-- Opening Marker --
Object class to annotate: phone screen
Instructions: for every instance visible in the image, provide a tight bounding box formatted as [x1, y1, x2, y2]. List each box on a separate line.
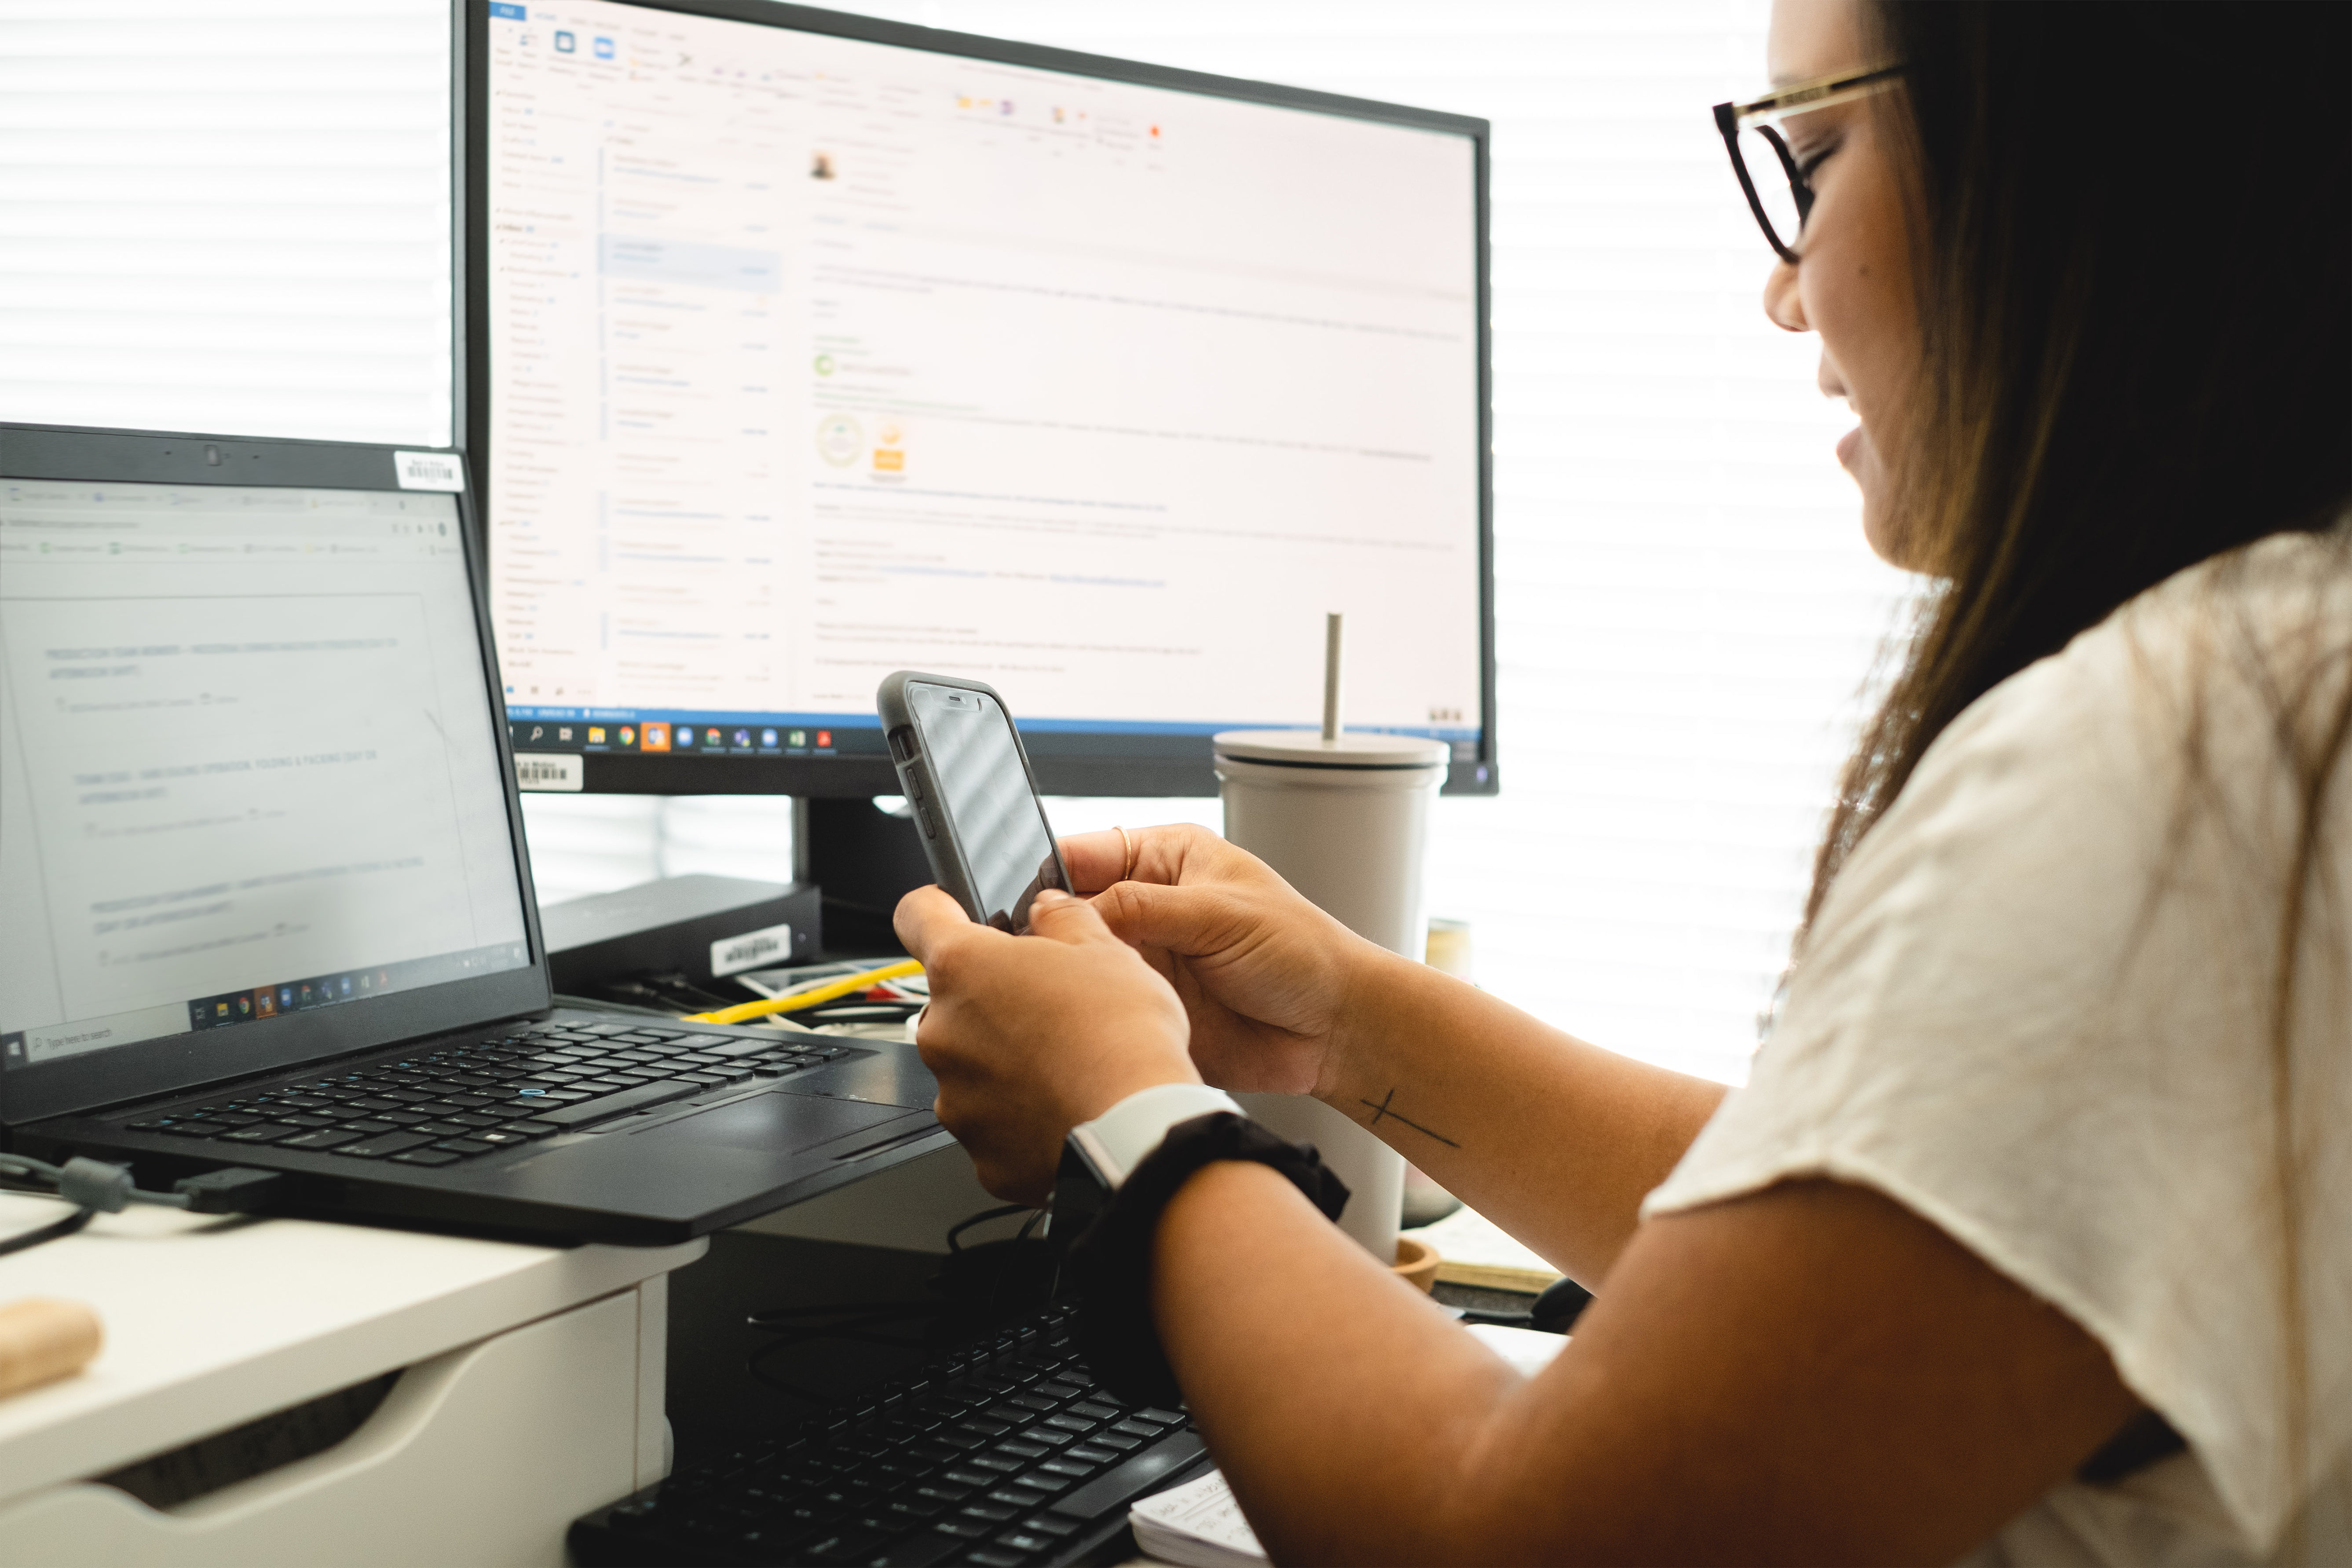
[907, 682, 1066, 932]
-- Closing Marker --
-- Opening Marker --
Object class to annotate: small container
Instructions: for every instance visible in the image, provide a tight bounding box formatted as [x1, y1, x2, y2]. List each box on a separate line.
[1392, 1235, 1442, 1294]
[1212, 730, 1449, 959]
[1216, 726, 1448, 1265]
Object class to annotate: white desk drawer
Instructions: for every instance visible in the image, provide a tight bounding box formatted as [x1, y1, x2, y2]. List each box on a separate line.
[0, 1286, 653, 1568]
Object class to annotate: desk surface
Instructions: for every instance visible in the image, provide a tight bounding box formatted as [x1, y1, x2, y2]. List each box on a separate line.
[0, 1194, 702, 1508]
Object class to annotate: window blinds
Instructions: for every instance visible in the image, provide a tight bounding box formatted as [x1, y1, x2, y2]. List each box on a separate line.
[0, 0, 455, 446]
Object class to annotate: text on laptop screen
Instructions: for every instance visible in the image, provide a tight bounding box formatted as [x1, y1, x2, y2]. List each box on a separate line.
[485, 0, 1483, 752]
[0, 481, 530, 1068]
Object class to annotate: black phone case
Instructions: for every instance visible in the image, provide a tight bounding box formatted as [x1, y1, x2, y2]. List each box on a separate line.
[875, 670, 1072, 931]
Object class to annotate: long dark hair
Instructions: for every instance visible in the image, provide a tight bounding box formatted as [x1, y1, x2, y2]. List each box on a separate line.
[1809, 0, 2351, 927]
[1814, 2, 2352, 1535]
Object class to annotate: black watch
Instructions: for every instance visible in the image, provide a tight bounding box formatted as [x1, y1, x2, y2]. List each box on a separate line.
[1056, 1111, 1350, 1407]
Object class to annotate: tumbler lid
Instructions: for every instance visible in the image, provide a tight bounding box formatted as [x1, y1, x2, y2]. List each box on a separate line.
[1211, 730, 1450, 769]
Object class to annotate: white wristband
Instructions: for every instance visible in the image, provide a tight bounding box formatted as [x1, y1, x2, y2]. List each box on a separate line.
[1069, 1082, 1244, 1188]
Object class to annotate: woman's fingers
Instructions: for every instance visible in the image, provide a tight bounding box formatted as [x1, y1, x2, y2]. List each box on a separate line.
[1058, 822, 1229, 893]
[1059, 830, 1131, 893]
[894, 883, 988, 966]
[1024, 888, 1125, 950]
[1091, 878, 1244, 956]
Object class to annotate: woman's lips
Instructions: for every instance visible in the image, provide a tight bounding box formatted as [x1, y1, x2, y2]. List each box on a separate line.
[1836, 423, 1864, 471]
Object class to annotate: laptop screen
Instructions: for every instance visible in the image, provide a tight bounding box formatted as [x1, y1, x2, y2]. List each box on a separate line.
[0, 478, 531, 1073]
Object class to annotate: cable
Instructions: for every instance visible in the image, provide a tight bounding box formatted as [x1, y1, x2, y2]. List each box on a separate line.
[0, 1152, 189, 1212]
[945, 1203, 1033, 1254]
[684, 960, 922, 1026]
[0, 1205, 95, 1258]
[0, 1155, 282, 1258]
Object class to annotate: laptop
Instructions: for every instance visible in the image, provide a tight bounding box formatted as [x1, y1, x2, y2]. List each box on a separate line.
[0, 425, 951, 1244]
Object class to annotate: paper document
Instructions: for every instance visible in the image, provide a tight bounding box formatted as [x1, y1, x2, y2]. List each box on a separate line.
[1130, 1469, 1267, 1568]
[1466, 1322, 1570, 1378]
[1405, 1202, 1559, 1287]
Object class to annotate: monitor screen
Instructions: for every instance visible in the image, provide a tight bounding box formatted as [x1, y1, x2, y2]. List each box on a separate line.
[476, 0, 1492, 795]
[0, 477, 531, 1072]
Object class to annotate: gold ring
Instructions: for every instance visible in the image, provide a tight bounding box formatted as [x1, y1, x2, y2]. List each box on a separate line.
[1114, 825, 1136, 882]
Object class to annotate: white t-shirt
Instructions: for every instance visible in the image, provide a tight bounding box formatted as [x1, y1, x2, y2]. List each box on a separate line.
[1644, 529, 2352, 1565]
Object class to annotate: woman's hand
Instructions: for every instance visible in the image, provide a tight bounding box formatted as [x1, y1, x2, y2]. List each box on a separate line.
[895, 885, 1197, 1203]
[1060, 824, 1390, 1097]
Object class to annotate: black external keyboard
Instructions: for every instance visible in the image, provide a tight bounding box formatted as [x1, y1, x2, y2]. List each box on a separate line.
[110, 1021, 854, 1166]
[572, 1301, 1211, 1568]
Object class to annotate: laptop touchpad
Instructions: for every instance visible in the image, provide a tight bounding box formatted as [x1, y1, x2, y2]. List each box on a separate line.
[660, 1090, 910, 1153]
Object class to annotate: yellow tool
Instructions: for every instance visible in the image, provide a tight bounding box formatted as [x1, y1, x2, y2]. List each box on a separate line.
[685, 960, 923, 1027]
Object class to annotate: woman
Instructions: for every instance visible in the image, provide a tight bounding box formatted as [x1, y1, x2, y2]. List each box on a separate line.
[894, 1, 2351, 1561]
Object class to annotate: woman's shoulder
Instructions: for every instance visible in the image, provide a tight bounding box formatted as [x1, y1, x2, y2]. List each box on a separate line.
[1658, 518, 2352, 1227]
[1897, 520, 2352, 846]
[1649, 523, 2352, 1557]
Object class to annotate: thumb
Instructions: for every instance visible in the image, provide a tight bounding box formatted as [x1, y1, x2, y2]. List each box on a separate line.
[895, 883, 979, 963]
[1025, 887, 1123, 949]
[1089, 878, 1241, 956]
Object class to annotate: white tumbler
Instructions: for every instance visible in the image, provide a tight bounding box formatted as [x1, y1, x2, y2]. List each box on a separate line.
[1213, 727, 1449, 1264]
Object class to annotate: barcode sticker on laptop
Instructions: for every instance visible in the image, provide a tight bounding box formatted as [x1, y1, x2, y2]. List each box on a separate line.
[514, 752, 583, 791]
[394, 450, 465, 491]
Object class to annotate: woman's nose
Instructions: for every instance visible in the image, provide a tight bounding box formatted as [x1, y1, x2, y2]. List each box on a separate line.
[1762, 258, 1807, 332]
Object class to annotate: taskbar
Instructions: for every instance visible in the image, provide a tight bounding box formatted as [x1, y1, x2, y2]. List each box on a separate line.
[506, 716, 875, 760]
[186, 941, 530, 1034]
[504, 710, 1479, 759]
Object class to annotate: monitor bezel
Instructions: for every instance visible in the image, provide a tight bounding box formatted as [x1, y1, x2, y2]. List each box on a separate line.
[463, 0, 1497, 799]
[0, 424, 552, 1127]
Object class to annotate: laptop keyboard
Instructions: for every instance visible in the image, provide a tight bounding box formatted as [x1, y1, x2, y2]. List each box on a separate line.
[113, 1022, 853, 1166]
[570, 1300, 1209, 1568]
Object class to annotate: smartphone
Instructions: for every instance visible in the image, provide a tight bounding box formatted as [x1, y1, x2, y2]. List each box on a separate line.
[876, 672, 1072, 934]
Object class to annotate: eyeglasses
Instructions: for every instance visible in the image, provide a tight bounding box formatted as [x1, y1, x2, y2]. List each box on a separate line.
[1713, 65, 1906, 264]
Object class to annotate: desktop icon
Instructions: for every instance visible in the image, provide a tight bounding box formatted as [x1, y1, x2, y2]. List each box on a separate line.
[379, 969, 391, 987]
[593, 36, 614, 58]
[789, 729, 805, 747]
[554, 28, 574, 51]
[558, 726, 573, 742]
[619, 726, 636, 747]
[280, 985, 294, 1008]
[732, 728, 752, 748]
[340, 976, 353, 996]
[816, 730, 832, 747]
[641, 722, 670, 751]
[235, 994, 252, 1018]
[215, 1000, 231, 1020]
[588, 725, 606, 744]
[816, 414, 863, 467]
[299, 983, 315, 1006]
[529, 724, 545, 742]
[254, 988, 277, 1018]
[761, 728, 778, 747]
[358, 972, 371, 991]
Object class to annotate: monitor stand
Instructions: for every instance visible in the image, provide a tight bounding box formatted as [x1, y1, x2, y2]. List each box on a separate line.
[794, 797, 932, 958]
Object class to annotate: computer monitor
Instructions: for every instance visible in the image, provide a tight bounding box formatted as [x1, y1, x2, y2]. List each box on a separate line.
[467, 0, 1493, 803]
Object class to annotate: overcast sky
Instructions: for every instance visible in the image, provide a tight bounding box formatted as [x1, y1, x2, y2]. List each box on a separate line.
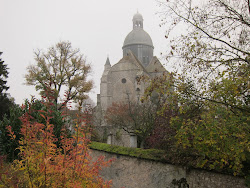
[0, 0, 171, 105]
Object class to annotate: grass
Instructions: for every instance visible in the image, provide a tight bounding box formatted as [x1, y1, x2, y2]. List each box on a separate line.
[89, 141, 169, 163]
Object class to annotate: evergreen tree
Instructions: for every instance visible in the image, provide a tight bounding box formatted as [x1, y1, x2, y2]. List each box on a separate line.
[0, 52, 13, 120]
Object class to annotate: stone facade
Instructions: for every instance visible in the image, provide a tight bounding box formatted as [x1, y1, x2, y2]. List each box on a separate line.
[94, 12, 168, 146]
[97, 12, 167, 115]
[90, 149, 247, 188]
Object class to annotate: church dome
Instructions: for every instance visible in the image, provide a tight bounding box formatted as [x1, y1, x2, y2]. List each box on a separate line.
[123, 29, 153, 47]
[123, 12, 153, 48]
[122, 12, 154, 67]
-- Closing Marker --
WHAT IS BEING ASKED:
Each line of the listing that contains the word "laptop" must be copied.

RESPONSE BOX:
Object class to annotate: text on laptop screen
Object class to annotate: laptop screen
Object class to annotate: laptop
Object class to annotate: laptop touchpad
Object class to annotate: barcode sticker on laptop
Object class to annotate: laptop keyboard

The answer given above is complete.